Copy the entries from the line with "Point out rooftop in this frame." through the end of the entries, changing "domed building" to "domed structure" and leaving everything else as it is.

-- Begin --

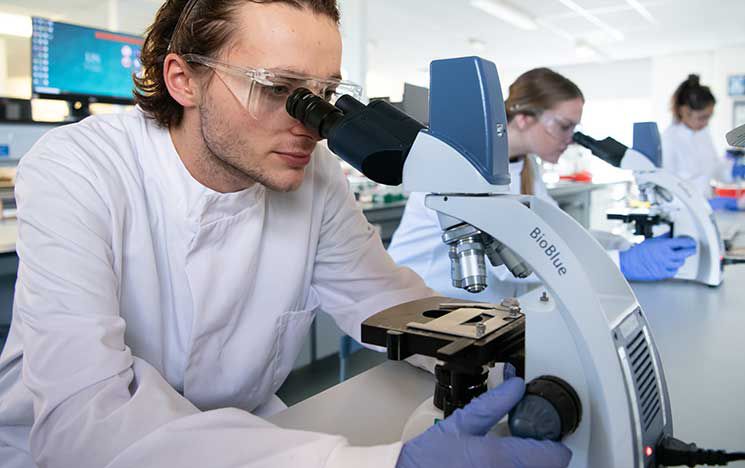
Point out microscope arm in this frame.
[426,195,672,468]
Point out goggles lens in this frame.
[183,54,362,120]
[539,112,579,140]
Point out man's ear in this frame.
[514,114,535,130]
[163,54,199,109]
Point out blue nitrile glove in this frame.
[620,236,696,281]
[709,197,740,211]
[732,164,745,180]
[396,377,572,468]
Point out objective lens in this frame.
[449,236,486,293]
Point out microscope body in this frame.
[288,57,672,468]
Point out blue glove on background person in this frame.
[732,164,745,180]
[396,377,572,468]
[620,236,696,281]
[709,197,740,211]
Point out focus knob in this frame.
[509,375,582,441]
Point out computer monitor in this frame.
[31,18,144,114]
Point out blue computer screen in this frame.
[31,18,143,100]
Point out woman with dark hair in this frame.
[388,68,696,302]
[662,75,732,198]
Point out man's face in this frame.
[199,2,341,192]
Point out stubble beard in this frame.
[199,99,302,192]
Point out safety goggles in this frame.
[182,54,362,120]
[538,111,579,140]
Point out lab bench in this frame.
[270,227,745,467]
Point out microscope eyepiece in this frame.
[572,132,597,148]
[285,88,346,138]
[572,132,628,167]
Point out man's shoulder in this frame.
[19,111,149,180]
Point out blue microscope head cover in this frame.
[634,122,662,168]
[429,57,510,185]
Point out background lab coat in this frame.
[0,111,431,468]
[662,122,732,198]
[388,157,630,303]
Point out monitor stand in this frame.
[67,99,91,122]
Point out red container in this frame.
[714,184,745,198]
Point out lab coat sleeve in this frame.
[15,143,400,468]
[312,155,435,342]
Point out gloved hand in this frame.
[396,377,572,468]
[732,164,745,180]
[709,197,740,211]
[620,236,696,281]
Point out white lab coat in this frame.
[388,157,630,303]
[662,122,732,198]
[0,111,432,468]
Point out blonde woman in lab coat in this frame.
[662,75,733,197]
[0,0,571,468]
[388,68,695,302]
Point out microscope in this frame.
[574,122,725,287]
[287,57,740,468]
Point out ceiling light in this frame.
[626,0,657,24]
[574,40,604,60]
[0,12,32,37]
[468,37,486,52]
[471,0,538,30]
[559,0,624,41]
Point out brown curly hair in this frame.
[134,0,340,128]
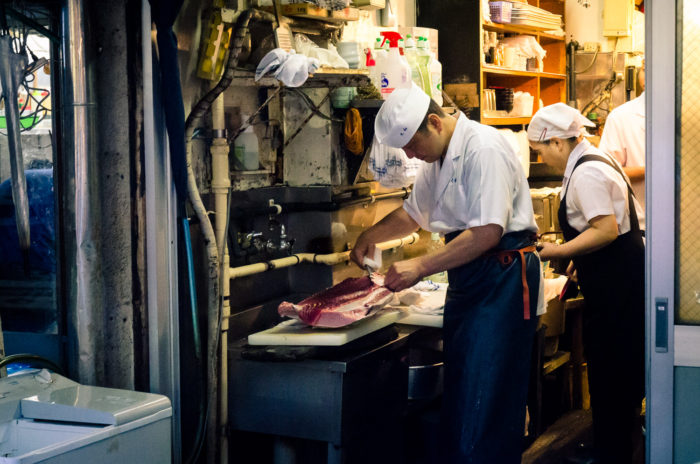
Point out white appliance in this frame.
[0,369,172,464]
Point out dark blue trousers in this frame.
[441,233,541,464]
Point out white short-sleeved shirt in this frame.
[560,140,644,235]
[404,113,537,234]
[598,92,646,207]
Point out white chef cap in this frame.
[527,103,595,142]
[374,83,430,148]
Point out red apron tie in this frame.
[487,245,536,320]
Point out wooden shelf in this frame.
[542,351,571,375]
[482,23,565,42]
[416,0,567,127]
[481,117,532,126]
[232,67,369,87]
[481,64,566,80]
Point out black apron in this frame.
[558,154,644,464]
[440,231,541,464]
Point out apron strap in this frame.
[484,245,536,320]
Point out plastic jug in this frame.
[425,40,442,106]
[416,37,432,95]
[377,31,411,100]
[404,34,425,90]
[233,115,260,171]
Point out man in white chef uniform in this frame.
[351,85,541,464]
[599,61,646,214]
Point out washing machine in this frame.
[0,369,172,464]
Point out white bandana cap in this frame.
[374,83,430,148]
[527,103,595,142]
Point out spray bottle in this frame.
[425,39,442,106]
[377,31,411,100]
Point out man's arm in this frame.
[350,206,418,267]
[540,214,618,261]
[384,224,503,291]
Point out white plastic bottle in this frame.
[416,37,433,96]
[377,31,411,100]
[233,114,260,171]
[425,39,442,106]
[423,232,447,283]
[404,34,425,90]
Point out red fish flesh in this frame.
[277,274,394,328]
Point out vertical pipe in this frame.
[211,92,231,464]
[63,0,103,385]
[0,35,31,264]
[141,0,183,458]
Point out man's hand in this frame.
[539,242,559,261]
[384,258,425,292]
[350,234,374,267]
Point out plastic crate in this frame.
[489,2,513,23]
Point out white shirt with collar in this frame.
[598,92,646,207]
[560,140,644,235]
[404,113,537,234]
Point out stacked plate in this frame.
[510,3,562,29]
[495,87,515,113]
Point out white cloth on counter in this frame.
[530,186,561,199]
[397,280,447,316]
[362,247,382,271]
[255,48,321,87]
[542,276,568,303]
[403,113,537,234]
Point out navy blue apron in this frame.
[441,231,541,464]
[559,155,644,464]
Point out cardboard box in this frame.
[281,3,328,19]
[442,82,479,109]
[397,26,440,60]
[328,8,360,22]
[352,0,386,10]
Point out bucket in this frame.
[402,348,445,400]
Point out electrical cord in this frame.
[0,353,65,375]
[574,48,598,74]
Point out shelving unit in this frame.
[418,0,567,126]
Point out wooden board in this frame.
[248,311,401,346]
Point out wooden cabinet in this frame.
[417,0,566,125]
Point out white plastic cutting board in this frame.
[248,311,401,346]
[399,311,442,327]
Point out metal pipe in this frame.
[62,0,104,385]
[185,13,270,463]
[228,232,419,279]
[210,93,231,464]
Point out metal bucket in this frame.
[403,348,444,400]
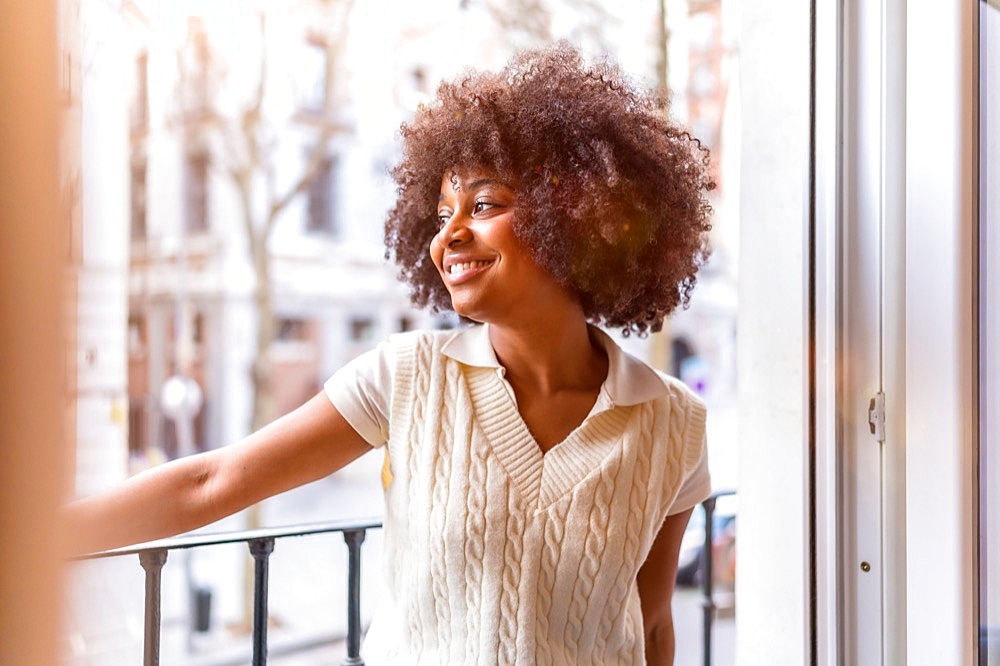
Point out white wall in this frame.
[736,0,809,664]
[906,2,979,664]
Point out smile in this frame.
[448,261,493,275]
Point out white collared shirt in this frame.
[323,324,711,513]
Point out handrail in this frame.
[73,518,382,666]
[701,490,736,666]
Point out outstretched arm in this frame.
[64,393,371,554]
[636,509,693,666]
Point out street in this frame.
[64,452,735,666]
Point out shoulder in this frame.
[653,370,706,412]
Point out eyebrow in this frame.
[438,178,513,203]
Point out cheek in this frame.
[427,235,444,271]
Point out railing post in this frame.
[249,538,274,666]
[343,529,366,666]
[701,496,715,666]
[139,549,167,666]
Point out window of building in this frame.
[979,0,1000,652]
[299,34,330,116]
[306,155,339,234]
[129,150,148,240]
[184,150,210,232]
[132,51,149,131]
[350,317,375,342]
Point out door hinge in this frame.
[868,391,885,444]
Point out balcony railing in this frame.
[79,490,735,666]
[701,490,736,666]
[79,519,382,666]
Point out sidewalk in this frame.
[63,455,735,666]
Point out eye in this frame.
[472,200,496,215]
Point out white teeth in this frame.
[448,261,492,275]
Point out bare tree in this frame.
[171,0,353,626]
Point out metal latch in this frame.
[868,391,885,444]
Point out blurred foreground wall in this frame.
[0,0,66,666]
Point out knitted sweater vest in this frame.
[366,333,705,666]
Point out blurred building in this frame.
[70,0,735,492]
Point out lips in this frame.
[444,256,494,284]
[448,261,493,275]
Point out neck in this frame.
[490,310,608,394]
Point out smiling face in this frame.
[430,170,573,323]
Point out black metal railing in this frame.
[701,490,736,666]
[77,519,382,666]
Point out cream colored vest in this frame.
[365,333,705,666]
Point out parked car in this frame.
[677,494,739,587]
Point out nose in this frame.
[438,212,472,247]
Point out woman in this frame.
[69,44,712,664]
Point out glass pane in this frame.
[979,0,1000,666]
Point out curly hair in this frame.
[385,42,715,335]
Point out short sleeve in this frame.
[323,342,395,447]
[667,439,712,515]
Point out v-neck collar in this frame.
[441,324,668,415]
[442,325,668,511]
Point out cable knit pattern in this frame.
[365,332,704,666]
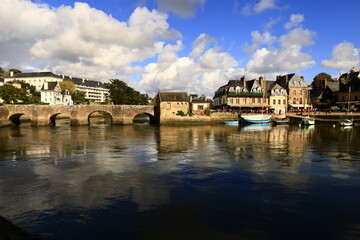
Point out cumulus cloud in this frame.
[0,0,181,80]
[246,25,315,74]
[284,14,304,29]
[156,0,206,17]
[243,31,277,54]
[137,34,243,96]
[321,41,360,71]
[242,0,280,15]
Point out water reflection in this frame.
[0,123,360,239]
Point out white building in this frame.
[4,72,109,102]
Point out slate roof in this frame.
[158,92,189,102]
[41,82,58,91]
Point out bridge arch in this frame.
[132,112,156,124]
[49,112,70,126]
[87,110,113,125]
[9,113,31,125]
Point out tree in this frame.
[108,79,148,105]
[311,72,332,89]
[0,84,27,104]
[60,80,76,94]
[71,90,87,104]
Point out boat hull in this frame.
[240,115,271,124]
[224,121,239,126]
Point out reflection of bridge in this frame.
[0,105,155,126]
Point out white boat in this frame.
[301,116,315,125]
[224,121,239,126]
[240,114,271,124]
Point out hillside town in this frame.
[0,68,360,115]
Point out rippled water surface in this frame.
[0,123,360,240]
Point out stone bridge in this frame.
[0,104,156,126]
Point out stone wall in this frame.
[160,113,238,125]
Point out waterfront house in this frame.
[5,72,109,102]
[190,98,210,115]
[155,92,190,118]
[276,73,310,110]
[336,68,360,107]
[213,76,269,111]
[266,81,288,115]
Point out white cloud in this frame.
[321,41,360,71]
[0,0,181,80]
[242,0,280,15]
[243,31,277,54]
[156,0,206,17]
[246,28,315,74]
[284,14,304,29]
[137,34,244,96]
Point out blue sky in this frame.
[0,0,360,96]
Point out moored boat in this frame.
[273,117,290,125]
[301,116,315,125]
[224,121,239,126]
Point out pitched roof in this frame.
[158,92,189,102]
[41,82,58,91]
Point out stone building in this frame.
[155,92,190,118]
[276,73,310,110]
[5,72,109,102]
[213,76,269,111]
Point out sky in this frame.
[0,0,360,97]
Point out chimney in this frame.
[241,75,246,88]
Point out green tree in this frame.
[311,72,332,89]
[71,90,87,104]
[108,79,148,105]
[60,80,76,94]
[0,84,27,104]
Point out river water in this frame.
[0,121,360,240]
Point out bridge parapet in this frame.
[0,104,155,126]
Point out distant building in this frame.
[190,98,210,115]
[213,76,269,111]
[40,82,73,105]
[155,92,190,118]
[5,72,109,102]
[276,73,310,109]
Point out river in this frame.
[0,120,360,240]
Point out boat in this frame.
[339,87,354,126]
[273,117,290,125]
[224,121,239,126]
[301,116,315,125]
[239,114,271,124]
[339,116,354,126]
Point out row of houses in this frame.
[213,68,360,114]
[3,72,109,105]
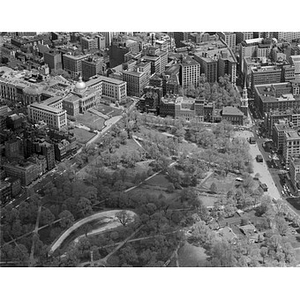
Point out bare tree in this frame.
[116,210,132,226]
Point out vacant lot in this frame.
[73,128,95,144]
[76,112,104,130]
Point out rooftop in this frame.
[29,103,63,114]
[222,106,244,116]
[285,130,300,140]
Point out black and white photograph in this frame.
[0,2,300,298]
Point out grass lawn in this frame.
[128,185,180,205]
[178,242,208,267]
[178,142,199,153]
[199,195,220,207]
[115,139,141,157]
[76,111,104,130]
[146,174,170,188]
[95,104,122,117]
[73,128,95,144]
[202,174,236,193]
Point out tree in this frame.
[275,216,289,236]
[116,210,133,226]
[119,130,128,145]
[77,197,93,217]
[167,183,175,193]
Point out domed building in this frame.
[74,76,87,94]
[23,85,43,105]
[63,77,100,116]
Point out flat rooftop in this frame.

-- End --

— Response to this task —
Point out rooftop in this frame.
[29,103,63,114]
[222,106,244,116]
[285,130,300,140]
Point out black and white photograph in this frame.
[0,2,300,298]
Point out grass lawn in this frame.
[128,185,180,205]
[178,242,208,267]
[178,142,199,153]
[199,195,220,207]
[115,139,141,157]
[76,111,104,130]
[146,174,170,188]
[95,104,122,117]
[73,128,95,144]
[202,174,236,193]
Point out tree in this frame.
[275,216,289,236]
[116,210,133,226]
[119,130,128,145]
[77,197,93,217]
[167,183,175,193]
Point out domed structure in this frame.
[74,76,87,94]
[23,85,43,105]
[63,77,100,116]
Point out flat rooftop in this frame.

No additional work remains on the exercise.